Set tasks:
1. In the Docker workflow guide, what tool does Runhouse use under the hood to set up the Docker image on the cluster?
2. List every version number that appears in the Docker workflow guide.
3. Extend the Docker workflow guide, picking up right after its final sentence.

Start of Given text

Docker: Dev and Prod Workflows

Open In Colab

This guide demonstrates how to use the same Docker image with your Runhouse cluster, for both:

  • Production: running functions and code that is pre-installed on the Docker image

  • Local development: making local edits to your repo, and having local changes propagated over to the cluster for experimentation

Afterwards, we provide a script that shows how to easily set up and toggle between these two settings, using the same cluster setup.

In this example, we are going to be using the DJLServing 0.27.0 with DeepSpeed 0.12.6 Container, which includes HuggingFace Tranformers (4.39.0), Diffusers (0.16.0), and Accelerate (0.28.0). We will use both the container version of these packages, as well as local editable versions to showcase both production ready and local experimentation use cases for using the same Docker image.

Setup

Runhouse uses SkyPilot under the hood to set up the Docker image on the cluster. Because we are pulling the Docker image from AWS ECR, we first set some environment variables necessary to pull the Docker image.

For more specific details on getting your Docker image set up with Runhouse, please take a look at the Docker Setup Guide.

End of Given text
Start of Dataset entries

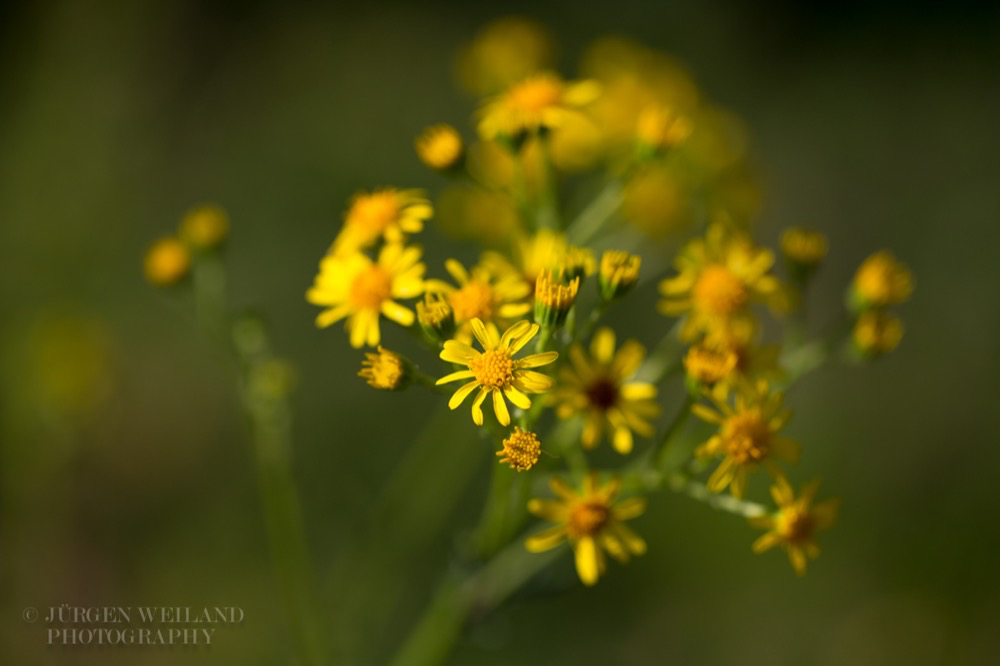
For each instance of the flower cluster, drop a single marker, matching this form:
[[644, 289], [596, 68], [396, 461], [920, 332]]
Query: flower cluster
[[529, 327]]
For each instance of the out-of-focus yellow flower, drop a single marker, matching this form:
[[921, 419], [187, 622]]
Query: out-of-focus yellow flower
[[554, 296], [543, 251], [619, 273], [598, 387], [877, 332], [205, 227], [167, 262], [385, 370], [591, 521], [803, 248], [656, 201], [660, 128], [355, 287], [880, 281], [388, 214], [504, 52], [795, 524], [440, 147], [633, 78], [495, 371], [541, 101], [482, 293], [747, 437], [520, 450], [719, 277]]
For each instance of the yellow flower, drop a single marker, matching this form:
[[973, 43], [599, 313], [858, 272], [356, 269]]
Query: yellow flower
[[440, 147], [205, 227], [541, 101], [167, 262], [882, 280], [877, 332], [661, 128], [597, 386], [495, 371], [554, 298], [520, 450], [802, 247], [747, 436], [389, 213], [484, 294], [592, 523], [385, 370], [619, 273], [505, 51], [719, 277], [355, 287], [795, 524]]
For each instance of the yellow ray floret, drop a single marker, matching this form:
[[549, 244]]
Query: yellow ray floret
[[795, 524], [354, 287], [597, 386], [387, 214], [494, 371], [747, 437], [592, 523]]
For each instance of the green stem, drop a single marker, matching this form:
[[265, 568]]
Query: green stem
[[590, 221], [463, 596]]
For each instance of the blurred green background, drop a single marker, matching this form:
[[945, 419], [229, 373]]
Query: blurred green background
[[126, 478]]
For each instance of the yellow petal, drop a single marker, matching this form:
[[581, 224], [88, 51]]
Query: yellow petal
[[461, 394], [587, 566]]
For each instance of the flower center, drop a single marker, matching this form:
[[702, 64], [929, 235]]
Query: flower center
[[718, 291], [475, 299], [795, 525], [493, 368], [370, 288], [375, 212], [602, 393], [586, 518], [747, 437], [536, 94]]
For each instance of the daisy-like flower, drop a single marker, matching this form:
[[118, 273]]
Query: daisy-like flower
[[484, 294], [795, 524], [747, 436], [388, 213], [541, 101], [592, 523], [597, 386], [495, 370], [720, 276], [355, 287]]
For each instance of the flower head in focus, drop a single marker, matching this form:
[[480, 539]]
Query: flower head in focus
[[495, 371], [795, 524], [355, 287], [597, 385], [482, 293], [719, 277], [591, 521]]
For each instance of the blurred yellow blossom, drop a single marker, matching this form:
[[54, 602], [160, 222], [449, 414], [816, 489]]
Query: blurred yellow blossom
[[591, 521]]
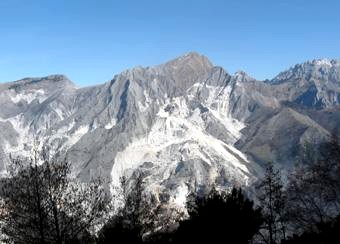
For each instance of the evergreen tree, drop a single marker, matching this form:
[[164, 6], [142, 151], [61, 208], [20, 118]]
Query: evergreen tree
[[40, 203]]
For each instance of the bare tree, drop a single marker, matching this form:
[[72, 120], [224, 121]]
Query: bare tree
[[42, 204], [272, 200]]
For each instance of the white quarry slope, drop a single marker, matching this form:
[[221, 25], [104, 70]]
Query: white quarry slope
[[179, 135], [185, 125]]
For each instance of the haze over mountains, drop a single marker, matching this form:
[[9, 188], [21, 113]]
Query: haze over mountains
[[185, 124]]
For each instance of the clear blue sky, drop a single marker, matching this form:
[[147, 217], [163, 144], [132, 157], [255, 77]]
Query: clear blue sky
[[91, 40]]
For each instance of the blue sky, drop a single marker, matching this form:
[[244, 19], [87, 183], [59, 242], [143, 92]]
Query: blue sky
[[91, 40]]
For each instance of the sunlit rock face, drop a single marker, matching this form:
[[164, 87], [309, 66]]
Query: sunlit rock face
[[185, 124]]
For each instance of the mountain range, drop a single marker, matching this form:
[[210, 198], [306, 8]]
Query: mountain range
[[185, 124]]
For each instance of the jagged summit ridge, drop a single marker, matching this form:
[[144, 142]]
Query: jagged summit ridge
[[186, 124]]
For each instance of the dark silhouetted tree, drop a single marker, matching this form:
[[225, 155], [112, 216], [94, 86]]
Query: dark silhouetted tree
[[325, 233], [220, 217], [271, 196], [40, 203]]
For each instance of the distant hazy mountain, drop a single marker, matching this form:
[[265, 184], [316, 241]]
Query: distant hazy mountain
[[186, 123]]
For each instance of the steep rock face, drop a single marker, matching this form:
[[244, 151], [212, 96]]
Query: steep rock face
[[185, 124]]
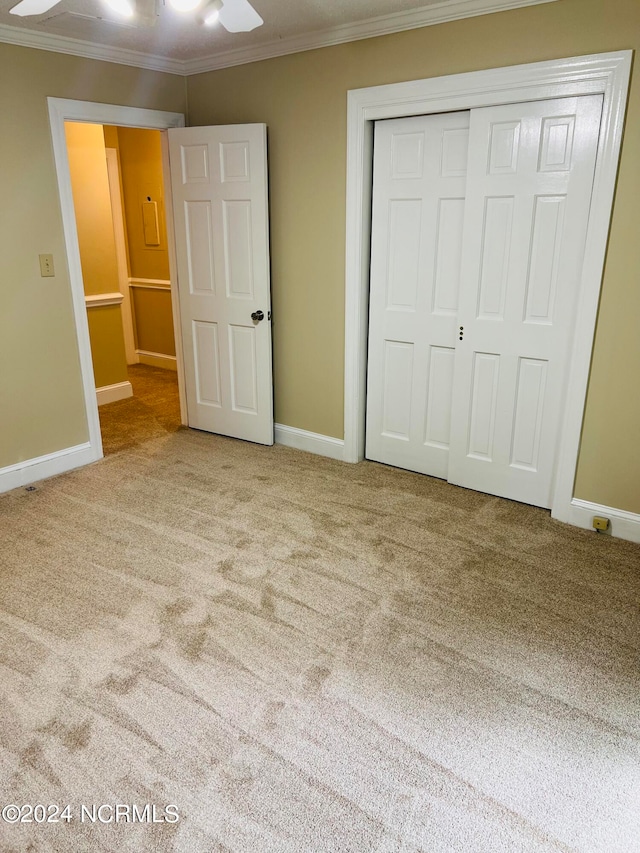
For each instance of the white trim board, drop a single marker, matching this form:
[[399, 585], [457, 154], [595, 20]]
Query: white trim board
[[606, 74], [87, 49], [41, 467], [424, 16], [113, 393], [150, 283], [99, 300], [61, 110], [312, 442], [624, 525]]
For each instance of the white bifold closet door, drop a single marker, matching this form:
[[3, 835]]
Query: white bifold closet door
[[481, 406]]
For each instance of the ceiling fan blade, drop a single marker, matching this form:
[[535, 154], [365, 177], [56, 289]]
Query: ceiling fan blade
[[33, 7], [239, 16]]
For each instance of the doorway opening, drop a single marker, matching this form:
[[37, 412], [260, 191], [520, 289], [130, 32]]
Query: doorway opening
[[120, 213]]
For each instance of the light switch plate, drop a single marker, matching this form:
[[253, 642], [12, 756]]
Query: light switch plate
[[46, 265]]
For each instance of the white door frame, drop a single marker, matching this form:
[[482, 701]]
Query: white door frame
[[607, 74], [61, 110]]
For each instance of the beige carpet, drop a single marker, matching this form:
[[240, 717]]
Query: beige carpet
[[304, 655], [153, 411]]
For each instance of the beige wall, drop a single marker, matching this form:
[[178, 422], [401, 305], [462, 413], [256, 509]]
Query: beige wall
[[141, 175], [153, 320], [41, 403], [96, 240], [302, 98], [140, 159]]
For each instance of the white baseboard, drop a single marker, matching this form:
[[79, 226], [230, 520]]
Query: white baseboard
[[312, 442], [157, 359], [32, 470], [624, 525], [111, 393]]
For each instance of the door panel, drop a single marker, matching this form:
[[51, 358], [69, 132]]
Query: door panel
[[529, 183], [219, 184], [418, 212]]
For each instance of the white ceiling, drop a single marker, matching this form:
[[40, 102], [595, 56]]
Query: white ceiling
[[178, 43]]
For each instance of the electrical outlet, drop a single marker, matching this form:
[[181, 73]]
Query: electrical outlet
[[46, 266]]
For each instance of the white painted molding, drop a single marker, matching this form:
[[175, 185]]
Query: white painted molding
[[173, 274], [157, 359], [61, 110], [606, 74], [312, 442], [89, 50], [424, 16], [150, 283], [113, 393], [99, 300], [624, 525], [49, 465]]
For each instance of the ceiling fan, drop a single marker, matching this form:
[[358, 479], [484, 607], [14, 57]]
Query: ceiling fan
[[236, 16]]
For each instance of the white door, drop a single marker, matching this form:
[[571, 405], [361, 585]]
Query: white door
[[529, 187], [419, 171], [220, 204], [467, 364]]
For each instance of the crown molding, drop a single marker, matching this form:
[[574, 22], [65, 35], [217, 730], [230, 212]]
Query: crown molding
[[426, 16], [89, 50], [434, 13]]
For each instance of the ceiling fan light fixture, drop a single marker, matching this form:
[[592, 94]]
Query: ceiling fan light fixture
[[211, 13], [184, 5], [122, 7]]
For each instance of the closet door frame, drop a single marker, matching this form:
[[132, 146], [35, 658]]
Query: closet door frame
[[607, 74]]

End of Dataset entries

Written responses:
1. SkyPilot

2. 0.27.0, 0.12.6, 4.39.0, 0.16.0, 0.28.0

3.
! export SKYPILOT_DOCKER_USERNAME=AWS ! export SKYPILOT_DOCKER_PASSWORD=$(aws ecr get-login-password --region us-west-1) ! export SKYPILOT_DOCKER_SERVER=763104351884.dkr.ecr.us-west-1.amazonaws.com

Once these variables are set, we can import runhouse and construct an ondemand cluster, specifying the container image id as follows, and call cluster.up_if_not() to launch the cluster with the Docker image loaded on it.

import runhouse as rh
INFO | 2024-08-01 02:18:48.921683 | Loaded Runhouse config from /Users/caroline/.rh/config.yaml
cluster = rh.ondemand_cluster( name="diffusers_docker", image_id="docker:djl-inference:0.27.0-deepspeed0.12.6-cu121", instance_type="g5.8xlarge", provider="aws", ) cluster.up_if_not()

The function we’ll be using in our demo is is_transformers_available from diffusers.utils. We’ll first show what using this function directly on the box (e.g. a production setting) looks like. After, we’ll show the case if we had local versions of the repositories, that we’d modified, and wanted to test out our changes on the cluster.

from diffusers.utils import is_transformers_available

Production Workflow

The core of the production workflow is that the Docker image already contains the exact packages and versions we want, probably published into the registry in CI/CD. We don’t want to perform any installs or code changes within the image throughout execution so we can preserve exact reproducibility.

NOTE: By default, Ray and Runhouse are installed on the ondemand cluster during setup time (generally attempting to match the versions you have locally), unless we detect that they’re already present. To make sure that no installs occur in production, please make sure that you have Runhouse and Ray installed in your docker image.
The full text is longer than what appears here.